> What you will do
Write the data out again exactly, with no pictures.

[Stored data]
# # # # #

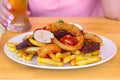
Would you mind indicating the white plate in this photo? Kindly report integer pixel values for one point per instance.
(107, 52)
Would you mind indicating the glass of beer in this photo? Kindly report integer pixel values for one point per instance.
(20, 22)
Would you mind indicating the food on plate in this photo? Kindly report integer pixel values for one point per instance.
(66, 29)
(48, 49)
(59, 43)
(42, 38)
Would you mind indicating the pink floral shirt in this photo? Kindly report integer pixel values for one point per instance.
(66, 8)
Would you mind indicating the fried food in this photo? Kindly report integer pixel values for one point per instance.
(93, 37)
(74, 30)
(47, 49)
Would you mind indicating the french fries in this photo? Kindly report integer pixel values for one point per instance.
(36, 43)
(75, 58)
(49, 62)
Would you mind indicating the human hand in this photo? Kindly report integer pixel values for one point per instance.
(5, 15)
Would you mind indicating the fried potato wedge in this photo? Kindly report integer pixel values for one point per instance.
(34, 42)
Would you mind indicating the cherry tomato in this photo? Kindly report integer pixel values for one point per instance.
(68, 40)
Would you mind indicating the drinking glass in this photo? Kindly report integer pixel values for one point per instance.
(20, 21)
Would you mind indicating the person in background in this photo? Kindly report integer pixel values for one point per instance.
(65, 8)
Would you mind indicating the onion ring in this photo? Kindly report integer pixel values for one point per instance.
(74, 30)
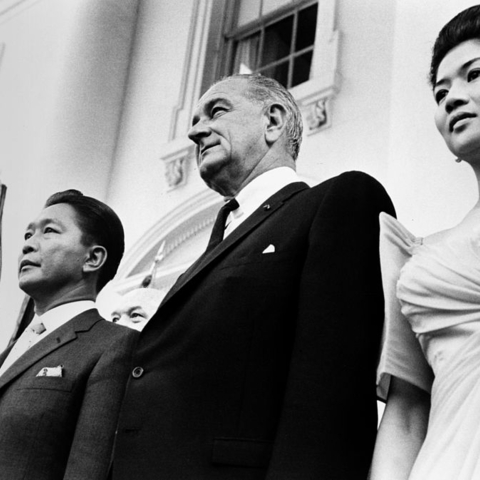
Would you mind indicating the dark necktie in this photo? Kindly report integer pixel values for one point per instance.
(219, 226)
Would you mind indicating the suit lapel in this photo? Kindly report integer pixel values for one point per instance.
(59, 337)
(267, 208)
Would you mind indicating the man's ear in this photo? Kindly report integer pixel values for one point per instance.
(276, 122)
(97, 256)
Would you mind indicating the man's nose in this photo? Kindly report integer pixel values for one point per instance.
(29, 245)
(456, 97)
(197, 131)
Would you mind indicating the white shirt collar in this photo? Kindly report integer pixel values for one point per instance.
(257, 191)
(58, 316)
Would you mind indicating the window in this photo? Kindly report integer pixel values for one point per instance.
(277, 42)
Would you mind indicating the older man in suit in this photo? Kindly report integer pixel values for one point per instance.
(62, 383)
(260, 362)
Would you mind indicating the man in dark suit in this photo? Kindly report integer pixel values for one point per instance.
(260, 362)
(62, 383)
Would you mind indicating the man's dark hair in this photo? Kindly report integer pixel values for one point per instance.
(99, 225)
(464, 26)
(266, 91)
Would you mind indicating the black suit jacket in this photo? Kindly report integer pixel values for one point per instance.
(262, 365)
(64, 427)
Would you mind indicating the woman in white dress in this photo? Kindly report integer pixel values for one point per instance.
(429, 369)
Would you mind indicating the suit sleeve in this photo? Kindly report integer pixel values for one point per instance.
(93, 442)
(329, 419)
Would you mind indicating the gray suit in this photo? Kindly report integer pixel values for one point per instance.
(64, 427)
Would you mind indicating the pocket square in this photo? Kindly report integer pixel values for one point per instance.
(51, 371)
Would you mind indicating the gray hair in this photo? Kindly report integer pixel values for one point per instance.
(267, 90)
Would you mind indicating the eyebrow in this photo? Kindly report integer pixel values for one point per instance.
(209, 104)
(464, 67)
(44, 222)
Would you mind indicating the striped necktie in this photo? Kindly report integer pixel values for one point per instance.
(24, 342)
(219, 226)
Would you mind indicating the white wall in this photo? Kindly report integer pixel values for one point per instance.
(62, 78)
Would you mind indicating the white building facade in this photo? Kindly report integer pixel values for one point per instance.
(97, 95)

# # # # #

> Response for this exercise
Would you mind indicating the white plate in this photo? Kindly report integer pixel values for one point per instance.
(107, 52)
Would you mind indicating the glass of beer in this photo? Kindly report integer pixel values for one point per instance.
(20, 22)
Would you mind indicating the food on plate in this photo? Kindly report integer pixel values for one point per instance.
(66, 29)
(48, 49)
(59, 43)
(42, 38)
Would you mind indicating the pink floral shirt in this photo? Kindly report integer pixel values for one point per instance.
(66, 8)
Would you mind indicating the fried food in this photo? Kindly report integer pixel values for one point per instance.
(93, 37)
(74, 30)
(47, 49)
Would you mind indicating the french fries in this photo? Kindly report integer pixel values for one point per instance.
(36, 43)
(75, 58)
(49, 62)
Would you mind indicating the human hand in this photo? Kindly report integer pixel values for one point per instance.
(5, 15)
Would you mind indicating the fried potato wedge in this photo? Kindly report integer pixel values for one point per instance.
(34, 42)
Would you mind indicating the cherry tomato in this photo? Kindly report integer pixel values for one point per instance.
(68, 40)
Would you mind indicating the drinking glass in this photo? Kindly report integer pixel values for one point per instance.
(20, 21)
Would you mind indicating the person in background in this photo? Kindly report integer pixel values for one point per instance.
(65, 8)
Would you mind indicating the onion ring in this photo? Kindly report integer pixel values for one point per instance.
(74, 30)
Would you mind indicating the dark necktie in this photo? Kindly report integer pixel values for one point per instance.
(219, 226)
Would you mind indicating the suit lapel in this photo? Kindly report integer pixel values for one point per instance.
(59, 337)
(267, 208)
Would you mind indicating the man's ear in this photo? Kindly report integer pixel values for one point per instance.
(276, 122)
(97, 256)
Would you mind indicating the man's nose in this photo? Kindly report integer pixel values for one point per instance.
(29, 245)
(456, 97)
(197, 131)
Would you mind indicating the white shirt collar in this photo? Kindly report integer pixel values for one point per instance.
(257, 191)
(58, 316)
Would you mind indicating the window in this photo? Kindly report integer pixel values for one point per instance.
(277, 42)
Would you mind indicating the older man in suit in this photo? Kindly report integer pixel values for one point per instance.
(62, 383)
(260, 362)
Would you mind indicating the man in dark suit in this photo? Kindly report integer pixel values for one point per instance.
(260, 362)
(62, 383)
Would you mind indicating the man's dark hair in this photo? Kindly report integer pixel values for one point per instance.
(99, 225)
(464, 26)
(266, 91)
Would you mind indicating the black suit jacket in this photo? Kindly report integer pixel values for one point per instance.
(262, 365)
(64, 427)
Would you mind indicating the woman in white dress in this photo? Kindly report integer pixel values for one point per instance.
(429, 369)
Would you mind indicating the suit sleeve in this photo? Kindly report integer pixel values for one point per instance.
(93, 442)
(329, 419)
Would you mind indicating the gray suit in this photo? Kindly report integer pixel values for one point per instance.
(64, 427)
Would you mind indicating the pocket square in this photo? Kindly report integer pixel values for one point per instance.
(51, 371)
Would you mind indicating the gray hair in this photo? Kindly report integer pixel values for one point per instance.
(267, 90)
Would you mind indicating the eyebrow in this photo? Kindly report integer pixel values for one point per instance.
(209, 104)
(464, 67)
(44, 222)
Would you mind indicating the striped necktie in this photo? Kindly report integer pixel values for one point per instance.
(24, 342)
(219, 226)
Would you mind indicating the white wall in this photo? Kindly report integer pixel values for one point per instance.
(62, 78)
Would you mind indicating the white building facade in this photo? Kindly report integer pixel values for one point per instance.
(97, 95)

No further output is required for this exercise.